> STATED GOAL
Select every line in the records below that contains the word "window", and copy each of those lines.

(Excerpts from point annotation data)
----------

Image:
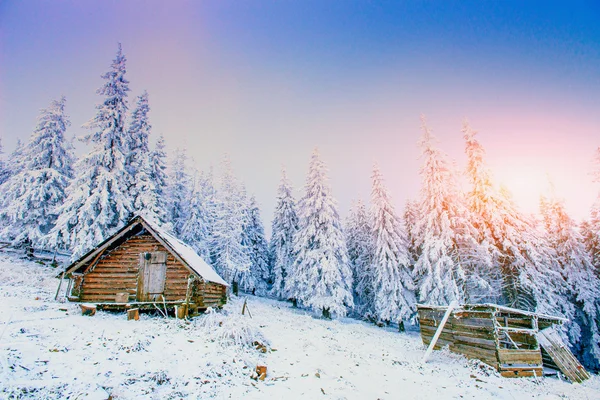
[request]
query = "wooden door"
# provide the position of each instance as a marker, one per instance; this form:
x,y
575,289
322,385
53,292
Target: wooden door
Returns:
x,y
152,275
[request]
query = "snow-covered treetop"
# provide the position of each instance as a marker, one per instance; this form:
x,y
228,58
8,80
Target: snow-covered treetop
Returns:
x,y
47,147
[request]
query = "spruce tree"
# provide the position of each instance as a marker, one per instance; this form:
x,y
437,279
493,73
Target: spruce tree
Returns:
x,y
320,278
141,186
284,228
583,286
360,243
33,195
99,202
196,228
159,178
393,282
178,194
3,168
253,239
439,273
230,256
520,257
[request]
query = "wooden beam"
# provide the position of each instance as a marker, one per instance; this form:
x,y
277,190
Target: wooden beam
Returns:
x,y
439,330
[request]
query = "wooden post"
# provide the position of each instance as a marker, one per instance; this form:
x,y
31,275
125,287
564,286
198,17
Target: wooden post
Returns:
x,y
134,314
439,330
88,309
62,277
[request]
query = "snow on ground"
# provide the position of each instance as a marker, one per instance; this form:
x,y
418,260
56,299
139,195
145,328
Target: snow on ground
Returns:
x,y
48,350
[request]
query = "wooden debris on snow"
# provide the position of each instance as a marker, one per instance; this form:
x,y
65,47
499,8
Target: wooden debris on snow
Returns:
x,y
88,309
502,337
561,356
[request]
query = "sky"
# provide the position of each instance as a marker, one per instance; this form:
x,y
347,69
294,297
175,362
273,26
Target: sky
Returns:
x,y
268,81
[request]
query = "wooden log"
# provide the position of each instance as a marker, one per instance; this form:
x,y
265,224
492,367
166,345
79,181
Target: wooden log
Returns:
x,y
261,371
88,309
133,314
122,297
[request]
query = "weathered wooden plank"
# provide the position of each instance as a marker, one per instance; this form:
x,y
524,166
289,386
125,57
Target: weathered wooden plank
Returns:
x,y
508,356
562,356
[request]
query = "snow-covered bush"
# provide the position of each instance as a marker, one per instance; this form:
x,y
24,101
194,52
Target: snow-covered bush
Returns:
x,y
229,327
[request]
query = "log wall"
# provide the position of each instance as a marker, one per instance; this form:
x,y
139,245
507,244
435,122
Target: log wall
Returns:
x,y
117,272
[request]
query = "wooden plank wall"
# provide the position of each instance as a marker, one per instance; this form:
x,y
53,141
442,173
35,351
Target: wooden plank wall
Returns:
x,y
117,271
472,332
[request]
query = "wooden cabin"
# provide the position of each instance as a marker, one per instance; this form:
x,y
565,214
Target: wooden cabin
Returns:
x,y
515,342
142,266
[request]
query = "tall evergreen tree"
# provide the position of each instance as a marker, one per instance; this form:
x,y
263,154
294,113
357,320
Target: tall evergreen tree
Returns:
x,y
158,176
523,260
320,277
99,201
253,239
284,228
394,289
360,243
3,167
439,273
33,194
583,286
137,162
230,257
196,228
178,194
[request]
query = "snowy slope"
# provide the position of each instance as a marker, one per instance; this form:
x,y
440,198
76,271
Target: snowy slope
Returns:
x,y
49,353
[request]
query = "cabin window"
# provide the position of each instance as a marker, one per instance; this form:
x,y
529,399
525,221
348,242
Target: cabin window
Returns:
x,y
153,273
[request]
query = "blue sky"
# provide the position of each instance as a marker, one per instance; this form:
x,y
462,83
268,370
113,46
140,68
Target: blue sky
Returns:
x,y
267,81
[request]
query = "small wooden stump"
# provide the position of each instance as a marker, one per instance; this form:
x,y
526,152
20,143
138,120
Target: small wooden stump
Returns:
x,y
181,311
261,371
134,314
122,298
88,309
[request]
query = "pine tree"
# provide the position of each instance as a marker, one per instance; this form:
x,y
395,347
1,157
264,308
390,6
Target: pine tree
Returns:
x,y
98,202
138,162
230,257
522,260
196,228
360,244
582,284
253,239
320,278
159,178
393,284
3,168
33,194
178,192
439,274
284,228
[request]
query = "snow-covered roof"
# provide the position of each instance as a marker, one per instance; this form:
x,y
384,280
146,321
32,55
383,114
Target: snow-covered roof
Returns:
x,y
180,250
187,254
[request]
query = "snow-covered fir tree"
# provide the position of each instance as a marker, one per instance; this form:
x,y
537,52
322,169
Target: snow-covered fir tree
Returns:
x,y
33,194
582,283
178,194
138,163
521,258
255,280
230,257
3,167
99,201
394,289
320,278
158,176
360,243
411,209
439,274
196,229
284,228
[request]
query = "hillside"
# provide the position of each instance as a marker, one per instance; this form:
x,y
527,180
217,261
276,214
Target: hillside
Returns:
x,y
50,351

----------

> SOLUTION FOR THIS PROBLEM
query = "cabin window"
Target: cabin window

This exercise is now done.